• **Task instructions**: Copy out the lines below without any change, from the line containing "Tag every instance of the black mitten" to the line containing "x=598 y=327", both of those lines included. Give only those lines.

(Entries taken from a collection)

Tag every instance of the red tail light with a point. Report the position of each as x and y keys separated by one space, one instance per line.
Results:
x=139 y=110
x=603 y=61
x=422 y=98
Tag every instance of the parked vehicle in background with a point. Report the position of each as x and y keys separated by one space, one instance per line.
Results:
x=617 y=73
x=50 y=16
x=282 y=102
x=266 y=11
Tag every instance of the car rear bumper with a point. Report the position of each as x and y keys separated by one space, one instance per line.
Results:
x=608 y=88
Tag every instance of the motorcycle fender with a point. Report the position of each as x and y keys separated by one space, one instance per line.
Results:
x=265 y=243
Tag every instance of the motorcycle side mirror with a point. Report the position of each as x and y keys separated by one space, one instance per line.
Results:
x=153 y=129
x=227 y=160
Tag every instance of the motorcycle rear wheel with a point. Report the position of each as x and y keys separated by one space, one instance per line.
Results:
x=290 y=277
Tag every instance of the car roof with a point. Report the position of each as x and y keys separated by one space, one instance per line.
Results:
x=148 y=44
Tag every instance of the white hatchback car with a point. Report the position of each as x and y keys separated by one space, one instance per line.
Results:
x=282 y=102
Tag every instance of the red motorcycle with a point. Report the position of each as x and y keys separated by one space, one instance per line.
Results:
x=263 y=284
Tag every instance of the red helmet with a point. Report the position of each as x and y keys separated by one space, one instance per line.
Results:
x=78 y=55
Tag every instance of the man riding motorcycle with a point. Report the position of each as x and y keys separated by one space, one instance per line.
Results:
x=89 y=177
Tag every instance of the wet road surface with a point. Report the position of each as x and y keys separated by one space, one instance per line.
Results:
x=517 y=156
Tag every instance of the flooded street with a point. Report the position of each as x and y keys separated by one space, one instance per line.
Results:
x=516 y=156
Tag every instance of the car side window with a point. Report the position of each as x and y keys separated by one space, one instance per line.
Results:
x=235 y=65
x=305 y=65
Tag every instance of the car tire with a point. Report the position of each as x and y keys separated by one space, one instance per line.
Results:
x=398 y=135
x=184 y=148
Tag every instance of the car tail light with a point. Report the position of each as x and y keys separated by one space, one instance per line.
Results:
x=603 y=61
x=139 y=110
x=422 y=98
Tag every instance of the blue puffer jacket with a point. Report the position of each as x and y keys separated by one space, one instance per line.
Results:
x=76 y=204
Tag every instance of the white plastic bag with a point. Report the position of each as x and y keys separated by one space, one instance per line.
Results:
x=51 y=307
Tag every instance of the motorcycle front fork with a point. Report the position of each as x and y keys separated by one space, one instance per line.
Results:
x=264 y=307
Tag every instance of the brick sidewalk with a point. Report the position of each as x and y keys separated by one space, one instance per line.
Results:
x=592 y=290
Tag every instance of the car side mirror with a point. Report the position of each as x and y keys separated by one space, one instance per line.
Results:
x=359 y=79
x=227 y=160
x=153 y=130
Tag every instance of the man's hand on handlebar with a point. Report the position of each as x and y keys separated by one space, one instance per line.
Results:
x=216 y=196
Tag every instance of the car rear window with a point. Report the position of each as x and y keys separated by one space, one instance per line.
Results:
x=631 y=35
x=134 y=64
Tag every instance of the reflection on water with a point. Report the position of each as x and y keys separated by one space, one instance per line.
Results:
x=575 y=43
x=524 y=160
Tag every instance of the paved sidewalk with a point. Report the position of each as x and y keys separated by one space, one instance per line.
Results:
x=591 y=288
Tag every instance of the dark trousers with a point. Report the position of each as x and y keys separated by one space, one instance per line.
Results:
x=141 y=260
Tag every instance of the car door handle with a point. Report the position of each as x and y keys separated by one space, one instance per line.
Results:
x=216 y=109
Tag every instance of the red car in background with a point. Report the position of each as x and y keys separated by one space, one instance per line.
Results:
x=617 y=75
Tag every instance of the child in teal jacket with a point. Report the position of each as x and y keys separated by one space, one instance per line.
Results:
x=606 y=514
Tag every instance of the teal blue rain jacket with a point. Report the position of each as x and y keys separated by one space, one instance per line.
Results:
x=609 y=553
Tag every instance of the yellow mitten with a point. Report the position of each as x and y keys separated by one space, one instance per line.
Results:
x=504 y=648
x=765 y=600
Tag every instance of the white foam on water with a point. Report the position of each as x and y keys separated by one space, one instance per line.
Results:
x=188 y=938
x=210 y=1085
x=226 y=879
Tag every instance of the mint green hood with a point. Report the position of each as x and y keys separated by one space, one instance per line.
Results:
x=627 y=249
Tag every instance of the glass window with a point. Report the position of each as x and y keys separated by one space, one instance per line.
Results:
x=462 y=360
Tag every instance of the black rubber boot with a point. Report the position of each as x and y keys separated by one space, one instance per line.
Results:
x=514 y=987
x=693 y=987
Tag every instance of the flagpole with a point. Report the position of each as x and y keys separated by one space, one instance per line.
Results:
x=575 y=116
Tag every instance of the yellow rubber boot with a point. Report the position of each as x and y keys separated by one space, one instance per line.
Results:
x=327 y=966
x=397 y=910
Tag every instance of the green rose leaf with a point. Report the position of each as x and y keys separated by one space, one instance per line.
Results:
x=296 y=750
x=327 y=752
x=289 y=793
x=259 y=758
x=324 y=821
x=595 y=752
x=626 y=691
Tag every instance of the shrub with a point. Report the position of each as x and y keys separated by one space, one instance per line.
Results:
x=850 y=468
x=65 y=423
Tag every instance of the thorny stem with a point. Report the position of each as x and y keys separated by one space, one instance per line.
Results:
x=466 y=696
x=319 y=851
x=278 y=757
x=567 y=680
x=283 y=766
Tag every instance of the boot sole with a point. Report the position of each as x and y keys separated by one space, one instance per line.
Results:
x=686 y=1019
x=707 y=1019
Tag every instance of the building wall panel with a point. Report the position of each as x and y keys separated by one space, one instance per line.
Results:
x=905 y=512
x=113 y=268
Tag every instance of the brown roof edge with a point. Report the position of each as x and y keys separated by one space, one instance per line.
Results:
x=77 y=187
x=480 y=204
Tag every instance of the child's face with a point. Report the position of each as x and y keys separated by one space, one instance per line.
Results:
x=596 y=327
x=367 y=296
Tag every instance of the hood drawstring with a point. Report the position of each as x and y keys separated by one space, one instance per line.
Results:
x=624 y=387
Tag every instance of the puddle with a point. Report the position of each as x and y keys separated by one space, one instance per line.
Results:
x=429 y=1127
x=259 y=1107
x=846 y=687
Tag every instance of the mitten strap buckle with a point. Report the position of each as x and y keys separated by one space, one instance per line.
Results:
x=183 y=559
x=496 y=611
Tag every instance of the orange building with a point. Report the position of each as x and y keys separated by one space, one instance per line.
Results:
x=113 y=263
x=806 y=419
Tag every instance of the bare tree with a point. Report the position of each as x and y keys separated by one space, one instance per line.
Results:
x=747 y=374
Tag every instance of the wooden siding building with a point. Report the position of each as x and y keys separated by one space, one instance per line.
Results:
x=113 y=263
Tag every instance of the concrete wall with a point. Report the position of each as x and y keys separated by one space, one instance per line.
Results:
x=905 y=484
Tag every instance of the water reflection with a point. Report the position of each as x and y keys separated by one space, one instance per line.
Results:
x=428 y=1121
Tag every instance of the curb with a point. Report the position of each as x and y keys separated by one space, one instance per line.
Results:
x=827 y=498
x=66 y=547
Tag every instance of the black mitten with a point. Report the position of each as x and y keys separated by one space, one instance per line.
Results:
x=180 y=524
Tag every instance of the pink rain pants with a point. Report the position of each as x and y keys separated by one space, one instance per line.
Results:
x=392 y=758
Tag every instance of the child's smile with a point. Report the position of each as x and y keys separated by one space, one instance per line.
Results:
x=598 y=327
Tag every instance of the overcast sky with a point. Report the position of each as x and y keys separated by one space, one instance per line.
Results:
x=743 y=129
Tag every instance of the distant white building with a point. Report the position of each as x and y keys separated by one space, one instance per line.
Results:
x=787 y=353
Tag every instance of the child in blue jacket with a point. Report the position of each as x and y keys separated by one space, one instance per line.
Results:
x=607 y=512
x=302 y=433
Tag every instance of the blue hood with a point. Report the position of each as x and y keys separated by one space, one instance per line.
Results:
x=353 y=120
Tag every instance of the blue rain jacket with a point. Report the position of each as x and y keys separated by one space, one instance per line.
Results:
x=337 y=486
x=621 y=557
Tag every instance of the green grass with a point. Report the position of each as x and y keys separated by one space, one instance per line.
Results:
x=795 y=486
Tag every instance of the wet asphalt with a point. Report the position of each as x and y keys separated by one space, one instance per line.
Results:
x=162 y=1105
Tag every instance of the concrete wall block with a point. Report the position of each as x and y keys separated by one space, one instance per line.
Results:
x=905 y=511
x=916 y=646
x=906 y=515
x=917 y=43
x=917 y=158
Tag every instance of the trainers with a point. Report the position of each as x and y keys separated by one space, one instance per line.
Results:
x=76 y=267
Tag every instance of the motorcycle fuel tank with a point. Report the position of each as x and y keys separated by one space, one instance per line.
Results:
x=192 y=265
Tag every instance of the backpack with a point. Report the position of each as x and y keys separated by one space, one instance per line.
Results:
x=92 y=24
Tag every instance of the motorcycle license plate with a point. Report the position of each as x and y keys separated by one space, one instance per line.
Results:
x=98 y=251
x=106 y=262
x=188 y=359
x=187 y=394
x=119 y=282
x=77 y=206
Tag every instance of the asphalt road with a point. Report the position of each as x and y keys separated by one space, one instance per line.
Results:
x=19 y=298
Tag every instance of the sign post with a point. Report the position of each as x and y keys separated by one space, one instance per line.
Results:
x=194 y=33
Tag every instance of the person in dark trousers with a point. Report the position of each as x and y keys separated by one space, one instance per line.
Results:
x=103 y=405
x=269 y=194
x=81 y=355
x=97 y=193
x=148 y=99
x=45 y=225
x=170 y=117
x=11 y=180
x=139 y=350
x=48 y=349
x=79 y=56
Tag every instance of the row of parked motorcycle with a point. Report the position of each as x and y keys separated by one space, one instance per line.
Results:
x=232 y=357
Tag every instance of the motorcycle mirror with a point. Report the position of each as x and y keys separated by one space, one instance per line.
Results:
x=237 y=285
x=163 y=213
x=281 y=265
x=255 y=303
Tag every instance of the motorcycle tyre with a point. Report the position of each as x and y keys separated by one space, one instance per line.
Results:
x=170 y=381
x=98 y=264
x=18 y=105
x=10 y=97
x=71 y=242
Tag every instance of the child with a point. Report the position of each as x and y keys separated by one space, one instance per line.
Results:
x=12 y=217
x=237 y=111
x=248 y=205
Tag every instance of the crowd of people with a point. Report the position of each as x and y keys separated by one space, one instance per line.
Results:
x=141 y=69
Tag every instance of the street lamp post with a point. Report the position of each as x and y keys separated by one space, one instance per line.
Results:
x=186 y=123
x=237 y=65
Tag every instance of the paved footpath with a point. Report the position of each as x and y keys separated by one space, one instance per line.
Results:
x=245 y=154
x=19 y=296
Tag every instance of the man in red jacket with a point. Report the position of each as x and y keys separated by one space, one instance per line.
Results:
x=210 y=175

• **Task answer**:
Tag every instance of the black mitten with a point. Report the position of each as x and y keys separated by one space, one instance per line.
Results:
x=180 y=524
Tag every instance of the pink rain pants with a point. Report the position of each as x and y keys separated by one space, one instance per line.
Results:
x=392 y=758
Tag every instance of the child's smile with a point. Report the position of each as x and y keys separated by one space, one instance per line.
Results:
x=598 y=327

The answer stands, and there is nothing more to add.